Document section

START

Devops Interview Prep

Database Architecture & Design

Source: Database Architecture & Design.html

Glossary

Core workload and design

Transaction: All-or-nothing group of changes. Example: create order + charge + decrement stock.
OLTP (Online Transactional Processing): Many small reads and writes. Example: checkout, login.
OLAP (Online Analytical Processing): Fewer but heavy queries that scan and aggregate. Example: BI dashboards.
Isolation level: How transactions interact. Higher isolation avoids anomalies, can increase blocking.
Strong consistency: After a write succeeds, reads see it immediately.
Eventual consistency: Reads can be briefly stale, then converge.
Partitioning: Split one logical table into smaller parts (often by time or range) inside the same DB.
Sharding: Split the dataset across multiple databases by a shard key.
Hot key: One key gets disproportionate traffic.
Working set: Frequently accessed data. If it fits in memory, performance improves.

Database types (high-level)

Relational Database (RDBMS): Tables with rows and columns, supports SQL, transactions, and joins.
Example: Postgres.
Mechanism: stores structured data in tables and uses indexes, constraints, and transactions to manage relationships and consistency.
Document Database: Stores JSON-like documents with flexible structure.
Example: MongoDB.
Mechanism: each record is stored as a self-contained document, so adding new fields does not require altering a central table structure.
Key-Value Store: Stores data as key → value pairs.
Example: Redis.
Mechanism: data is accessed directly by key, usually via a hash or in-memory structure, so lookups avoid scans and joins.
Wide-Column Store: Stores data by partition key and clustering structure across distributed nodes.
Example: Cassandra.
Mechanism: data is partitioned by a primary key (for example, user_id), and each key range is assigned to a specific node, so requests go only to the node that owns that partition.
Columnar / Analytical Database: Stores data by column instead of row.
Example: ClickHouse.
Mechanism: queries read only the needed columns and use strong compression, which reduces disk I/O for scans and aggregates.
Time-Series Database: Stores and indexes data primarily by time.
Example: TimescaleDB.
Mechanism: time-based indexing and partitioning make range queries and retention efficient.
Search Engine: Stores and indexes text for retrieval and ranking.
Example: Elasticsearch.
Mechanism: inverted indexes map terms to documents, so search jumps directly to matches instead of scanning all rows.

Write operations (examples and short explanations)

Append: Add new rows without modifying existing ones.
Example: inserting new event logs.
Update: Modify existing rows.
Example: changing order status from pending to shipped.
Upsert: Update if row exists, insert if it does not.
Example: syncing user profile from external system.
Delete: Remove rows.
Example: deleting user data for GDPR compliance.
Bulk backfill: Large historical insert or migration.
Example: importing one year of archived data.

Reliability and recovery

SLO: Target like 99.9% uptime and p99 under 200 ms.
RPO (Recovery Point Objective): Max data loss allowed.

END

Short exercise 1
Convert the records below, from the line containing "Point out the club" through the line containing "<point>339,256</point>", into a two-column CSV with the headers text and answer. Give one row per record, with each field quoted and line breaks replaced by spaces.

Listed records
START

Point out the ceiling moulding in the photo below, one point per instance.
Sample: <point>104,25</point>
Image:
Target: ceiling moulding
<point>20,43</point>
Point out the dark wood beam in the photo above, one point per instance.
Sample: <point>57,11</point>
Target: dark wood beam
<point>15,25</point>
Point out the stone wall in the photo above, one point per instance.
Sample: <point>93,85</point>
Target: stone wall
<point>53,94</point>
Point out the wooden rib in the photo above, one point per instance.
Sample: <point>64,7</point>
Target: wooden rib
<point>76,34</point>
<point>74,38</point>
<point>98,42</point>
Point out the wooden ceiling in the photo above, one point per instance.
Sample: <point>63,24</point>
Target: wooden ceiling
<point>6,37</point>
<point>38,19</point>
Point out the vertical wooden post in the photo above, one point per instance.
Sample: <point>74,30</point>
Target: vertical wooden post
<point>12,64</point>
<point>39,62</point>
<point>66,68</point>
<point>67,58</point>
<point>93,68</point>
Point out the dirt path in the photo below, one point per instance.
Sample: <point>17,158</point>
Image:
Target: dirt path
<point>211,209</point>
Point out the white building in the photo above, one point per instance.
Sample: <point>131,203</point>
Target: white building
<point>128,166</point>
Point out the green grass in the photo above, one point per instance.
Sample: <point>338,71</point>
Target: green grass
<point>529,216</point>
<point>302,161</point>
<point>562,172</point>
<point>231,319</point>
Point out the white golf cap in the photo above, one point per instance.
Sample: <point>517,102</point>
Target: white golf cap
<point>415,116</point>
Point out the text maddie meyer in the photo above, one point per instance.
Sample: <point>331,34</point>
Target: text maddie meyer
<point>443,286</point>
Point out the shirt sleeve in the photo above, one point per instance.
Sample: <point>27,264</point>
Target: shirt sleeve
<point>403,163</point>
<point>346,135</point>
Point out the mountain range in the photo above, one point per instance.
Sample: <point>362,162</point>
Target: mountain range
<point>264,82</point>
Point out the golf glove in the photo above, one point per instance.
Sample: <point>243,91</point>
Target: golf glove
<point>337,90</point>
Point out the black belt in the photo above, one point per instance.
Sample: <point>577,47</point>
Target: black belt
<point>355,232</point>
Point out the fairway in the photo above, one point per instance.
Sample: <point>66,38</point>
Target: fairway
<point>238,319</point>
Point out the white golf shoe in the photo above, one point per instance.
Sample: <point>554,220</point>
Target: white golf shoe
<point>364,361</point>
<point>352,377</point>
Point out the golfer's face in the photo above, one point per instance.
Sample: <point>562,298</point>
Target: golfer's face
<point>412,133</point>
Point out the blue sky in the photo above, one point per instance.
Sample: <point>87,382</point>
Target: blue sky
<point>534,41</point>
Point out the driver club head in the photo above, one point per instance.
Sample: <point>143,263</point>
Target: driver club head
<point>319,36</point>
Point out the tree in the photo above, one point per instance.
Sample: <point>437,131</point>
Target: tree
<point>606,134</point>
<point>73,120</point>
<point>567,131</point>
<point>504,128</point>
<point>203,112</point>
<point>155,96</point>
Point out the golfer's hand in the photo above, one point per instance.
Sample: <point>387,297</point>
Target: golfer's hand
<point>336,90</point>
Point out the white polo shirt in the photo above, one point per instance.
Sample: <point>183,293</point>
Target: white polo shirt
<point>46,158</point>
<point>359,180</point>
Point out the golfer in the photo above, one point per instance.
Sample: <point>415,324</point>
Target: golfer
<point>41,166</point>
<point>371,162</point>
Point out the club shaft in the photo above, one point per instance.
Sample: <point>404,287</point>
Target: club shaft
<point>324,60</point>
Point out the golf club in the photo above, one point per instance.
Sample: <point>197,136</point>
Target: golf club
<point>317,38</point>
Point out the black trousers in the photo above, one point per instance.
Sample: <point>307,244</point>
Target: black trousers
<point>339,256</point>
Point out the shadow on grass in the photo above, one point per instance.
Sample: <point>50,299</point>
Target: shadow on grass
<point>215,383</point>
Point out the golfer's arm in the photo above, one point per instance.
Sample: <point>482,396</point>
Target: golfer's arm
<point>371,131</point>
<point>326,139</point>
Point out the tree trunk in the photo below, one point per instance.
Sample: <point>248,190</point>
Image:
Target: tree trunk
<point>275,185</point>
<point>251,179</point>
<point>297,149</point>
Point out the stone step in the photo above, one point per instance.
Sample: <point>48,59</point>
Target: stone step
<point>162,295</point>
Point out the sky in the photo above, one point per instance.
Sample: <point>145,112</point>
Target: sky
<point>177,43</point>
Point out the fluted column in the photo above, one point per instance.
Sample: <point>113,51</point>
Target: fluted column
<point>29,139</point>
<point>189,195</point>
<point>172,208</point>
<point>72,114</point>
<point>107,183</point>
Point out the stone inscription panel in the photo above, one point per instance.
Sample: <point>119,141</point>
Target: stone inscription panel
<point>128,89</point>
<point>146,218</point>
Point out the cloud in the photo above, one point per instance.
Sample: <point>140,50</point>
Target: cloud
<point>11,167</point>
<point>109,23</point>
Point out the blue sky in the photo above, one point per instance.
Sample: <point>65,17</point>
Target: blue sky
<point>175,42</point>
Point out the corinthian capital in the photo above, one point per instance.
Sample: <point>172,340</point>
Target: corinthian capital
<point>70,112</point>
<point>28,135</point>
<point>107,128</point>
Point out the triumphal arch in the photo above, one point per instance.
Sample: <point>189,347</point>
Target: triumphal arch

END

Short exercise 2
For each statement, answer yes or no depending on whether it agrees with the database architecture glossary, and quote the exact words that decide it. (a) Partitioning spreads one table across multiple databases. (b) Under eventual consistency, reads may be briefly stale. (c) Raising the isolation level can increase blocking.

Worked answer 1
text,answer
"Point out the club shaft in the photo above, one point per instance. Sample: <point>404,287</point> Target: club shaft","<point>324,60</point>"
"Point out the golf club in the photo above, one point per instance. Sample: <point>197,136</point> Target: golf club","<point>317,38</point>"
"Point out the black trousers in the photo above, one point per instance. Sample: <point>307,244</point> Target: black trousers","<point>339,256</point>"

Worked answer 2
(a) No: "Split one logical table into smaller parts (often by time or range) inside the same DB."
(b) Yes: "Reads can be briefly stale, then converge."
(c) Yes: "Higher isolation avoids anomalies, can increase blocking."